THE RECORDS: Begin

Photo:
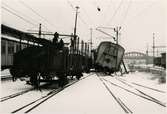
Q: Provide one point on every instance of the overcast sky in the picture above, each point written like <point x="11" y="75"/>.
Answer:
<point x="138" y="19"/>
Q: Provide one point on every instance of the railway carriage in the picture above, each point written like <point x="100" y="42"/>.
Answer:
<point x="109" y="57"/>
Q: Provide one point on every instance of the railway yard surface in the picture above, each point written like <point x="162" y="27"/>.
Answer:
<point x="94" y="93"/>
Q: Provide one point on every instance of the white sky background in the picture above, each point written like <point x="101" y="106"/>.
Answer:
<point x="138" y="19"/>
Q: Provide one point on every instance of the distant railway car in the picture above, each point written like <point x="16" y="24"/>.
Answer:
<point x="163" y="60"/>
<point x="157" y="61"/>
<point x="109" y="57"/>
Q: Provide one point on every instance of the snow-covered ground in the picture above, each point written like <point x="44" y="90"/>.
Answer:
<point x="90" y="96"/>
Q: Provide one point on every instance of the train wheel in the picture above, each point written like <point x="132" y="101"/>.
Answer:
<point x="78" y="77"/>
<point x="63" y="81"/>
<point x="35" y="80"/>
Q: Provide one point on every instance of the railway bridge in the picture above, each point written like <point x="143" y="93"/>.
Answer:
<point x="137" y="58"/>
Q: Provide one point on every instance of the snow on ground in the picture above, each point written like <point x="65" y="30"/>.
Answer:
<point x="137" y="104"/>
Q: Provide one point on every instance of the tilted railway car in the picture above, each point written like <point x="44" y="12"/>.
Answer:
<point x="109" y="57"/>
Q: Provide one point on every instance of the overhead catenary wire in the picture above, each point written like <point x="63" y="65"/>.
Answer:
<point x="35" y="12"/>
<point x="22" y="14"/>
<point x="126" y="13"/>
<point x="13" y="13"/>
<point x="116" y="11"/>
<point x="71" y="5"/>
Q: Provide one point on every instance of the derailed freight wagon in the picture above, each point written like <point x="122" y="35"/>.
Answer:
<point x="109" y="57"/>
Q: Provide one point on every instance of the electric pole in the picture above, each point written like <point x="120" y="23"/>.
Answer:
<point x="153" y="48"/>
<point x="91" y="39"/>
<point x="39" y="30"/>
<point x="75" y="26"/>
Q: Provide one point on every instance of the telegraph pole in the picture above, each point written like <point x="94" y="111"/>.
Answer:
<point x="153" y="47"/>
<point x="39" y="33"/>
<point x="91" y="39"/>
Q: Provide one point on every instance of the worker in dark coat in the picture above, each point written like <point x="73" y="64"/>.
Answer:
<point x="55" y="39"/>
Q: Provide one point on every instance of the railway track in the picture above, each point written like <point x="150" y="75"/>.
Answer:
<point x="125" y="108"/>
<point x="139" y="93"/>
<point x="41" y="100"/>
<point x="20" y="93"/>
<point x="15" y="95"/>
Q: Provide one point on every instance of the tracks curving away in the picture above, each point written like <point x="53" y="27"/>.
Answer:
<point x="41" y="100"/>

THE RECORDS: End
THE RECORDS: Begin

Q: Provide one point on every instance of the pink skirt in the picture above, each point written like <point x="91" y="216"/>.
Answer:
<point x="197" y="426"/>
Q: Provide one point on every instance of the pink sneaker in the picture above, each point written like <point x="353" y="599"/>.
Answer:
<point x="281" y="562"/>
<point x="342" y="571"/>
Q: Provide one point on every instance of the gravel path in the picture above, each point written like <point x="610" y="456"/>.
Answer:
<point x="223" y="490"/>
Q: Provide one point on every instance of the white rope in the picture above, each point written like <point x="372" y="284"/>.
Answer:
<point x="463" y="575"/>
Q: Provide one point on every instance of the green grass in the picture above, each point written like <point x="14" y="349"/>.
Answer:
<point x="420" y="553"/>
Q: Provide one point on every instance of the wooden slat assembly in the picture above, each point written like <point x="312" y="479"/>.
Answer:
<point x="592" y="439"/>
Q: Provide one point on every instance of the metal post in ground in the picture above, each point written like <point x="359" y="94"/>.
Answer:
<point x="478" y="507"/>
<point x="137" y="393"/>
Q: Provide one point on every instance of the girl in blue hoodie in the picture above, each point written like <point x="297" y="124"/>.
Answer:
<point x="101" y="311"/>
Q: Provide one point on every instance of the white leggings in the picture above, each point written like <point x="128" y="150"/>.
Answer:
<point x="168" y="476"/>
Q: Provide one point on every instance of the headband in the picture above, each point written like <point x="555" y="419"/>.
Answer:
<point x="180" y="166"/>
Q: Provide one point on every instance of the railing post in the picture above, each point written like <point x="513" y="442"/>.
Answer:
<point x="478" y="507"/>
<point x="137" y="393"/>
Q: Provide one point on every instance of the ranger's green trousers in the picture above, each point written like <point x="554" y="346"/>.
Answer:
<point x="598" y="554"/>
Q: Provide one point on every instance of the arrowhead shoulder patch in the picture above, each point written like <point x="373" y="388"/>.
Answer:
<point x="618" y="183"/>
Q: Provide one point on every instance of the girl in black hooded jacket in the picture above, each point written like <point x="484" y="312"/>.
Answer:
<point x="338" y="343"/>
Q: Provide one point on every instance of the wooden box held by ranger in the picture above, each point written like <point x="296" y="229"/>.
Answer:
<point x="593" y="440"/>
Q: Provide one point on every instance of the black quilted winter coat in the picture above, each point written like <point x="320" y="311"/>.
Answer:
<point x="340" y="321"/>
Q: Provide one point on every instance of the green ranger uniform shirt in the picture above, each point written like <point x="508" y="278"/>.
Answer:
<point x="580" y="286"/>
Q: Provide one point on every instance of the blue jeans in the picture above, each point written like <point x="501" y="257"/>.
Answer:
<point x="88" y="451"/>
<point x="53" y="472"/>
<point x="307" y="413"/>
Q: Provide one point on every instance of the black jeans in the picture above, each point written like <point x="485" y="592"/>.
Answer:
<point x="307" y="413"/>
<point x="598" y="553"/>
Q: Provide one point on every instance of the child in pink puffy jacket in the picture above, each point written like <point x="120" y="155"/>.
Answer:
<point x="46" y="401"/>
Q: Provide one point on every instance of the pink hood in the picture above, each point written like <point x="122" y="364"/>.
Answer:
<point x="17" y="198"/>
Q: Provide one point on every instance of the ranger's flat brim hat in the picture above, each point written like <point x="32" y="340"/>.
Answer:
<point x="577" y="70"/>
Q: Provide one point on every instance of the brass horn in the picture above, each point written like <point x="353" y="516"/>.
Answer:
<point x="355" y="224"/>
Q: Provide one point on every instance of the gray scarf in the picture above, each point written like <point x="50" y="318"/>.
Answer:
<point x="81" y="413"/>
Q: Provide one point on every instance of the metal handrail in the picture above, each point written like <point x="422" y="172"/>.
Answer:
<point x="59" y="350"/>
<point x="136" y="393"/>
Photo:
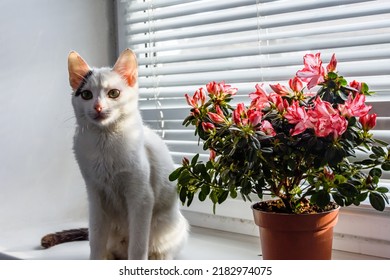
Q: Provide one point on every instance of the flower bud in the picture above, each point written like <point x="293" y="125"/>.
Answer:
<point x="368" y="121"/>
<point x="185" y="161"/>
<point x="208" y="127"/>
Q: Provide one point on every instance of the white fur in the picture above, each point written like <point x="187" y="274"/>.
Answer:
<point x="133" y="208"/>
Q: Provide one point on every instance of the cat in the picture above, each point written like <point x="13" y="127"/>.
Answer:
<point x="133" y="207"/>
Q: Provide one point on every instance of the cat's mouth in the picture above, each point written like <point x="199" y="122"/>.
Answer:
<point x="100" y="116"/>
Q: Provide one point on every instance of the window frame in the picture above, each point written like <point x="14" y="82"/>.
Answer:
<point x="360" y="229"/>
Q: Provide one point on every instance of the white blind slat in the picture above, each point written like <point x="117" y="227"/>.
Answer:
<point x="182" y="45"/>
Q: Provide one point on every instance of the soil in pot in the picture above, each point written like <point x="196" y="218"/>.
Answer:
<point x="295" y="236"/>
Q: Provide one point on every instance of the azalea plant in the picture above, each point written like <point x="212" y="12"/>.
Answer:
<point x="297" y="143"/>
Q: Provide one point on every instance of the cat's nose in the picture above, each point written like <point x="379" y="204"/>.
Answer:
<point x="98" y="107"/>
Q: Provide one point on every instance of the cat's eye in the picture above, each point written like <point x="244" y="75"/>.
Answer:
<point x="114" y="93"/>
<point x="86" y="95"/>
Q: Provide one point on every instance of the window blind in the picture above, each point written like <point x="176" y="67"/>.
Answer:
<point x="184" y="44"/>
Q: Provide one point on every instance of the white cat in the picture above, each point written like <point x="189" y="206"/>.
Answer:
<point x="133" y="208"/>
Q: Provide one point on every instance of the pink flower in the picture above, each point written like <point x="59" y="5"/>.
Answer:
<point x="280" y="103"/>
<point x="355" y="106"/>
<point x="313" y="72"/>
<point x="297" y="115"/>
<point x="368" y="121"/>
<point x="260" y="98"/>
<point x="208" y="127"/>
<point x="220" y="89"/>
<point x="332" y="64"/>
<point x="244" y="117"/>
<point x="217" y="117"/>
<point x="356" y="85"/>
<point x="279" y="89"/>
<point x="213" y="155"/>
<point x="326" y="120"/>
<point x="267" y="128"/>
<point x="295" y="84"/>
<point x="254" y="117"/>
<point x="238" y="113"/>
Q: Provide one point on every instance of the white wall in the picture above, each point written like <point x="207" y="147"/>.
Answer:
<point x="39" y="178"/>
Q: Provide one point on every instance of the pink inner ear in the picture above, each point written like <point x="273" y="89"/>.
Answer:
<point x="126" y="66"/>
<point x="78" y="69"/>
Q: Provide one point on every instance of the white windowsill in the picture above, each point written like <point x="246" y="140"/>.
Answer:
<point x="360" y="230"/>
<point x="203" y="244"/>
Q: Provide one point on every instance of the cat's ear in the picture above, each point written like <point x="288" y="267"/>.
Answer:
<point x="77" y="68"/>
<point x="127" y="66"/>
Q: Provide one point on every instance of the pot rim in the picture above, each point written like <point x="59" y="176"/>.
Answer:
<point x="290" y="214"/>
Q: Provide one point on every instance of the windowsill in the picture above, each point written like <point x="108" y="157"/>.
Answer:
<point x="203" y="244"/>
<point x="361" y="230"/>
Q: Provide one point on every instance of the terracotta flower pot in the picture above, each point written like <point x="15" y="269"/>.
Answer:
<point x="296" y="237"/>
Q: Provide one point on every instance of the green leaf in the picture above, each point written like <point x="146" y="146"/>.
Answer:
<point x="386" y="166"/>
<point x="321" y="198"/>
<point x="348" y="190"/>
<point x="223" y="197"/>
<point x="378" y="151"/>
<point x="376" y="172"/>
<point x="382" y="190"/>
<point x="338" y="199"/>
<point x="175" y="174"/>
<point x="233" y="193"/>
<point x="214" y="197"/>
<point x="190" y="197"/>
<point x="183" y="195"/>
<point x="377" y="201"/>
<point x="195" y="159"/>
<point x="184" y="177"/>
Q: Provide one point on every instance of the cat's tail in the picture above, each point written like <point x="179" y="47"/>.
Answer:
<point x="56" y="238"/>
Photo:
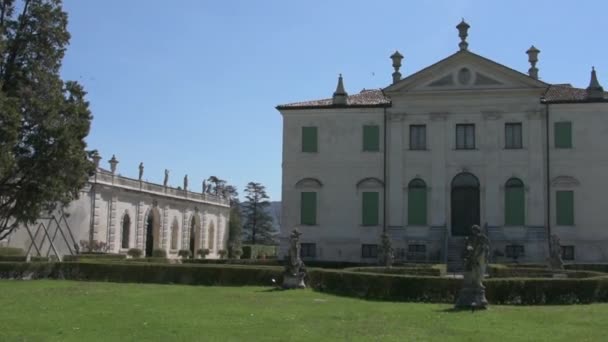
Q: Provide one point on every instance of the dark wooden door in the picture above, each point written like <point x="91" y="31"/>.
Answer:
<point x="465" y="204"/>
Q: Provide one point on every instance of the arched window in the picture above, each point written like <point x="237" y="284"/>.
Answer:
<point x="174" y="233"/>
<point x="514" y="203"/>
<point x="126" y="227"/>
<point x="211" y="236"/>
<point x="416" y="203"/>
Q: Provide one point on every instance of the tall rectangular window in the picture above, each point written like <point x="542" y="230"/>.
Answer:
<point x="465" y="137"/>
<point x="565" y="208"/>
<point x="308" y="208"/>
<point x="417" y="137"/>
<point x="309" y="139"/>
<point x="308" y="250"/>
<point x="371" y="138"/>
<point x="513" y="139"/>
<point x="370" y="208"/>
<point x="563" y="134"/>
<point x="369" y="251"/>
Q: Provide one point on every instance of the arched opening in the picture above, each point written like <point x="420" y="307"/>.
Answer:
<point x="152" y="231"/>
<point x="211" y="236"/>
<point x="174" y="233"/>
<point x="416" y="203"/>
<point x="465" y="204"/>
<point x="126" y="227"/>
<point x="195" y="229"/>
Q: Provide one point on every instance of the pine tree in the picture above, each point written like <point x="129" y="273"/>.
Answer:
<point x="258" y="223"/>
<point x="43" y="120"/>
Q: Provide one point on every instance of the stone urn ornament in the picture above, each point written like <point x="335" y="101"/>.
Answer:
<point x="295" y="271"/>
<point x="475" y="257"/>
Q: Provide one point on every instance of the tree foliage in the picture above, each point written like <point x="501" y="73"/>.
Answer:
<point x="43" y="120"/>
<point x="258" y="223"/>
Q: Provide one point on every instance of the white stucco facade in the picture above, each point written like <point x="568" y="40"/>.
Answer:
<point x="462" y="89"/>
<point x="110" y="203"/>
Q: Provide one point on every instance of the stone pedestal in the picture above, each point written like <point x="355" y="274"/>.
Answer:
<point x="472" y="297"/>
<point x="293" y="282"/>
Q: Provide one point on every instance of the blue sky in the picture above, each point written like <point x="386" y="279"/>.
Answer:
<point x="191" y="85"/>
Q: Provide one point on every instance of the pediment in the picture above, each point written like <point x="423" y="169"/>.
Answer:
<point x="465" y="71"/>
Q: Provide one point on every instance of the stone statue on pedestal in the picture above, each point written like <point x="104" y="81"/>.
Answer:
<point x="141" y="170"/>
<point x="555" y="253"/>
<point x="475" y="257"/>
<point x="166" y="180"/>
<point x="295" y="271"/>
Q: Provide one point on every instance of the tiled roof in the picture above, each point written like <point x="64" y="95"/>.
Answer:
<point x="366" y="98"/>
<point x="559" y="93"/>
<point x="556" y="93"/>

THE RECORDS: End

*WORK INSTRUCTIONS*
Going down the listing above, begin printing at the line with "Q: Provide one point on every instance of the terracotta" and finish with the line with "Q: Provide one point on every instance of the green leaf", exactly as they appear.

*ANSWER BELOW*
Q: Provide one point on every instance of the terracotta flower pot in the picture above, each point written like <point x="15" y="269"/>.
Answer:
<point x="296" y="237"/>
Q: Provide one point on every instance of the green leaf in the picture above, each point written like <point x="146" y="146"/>.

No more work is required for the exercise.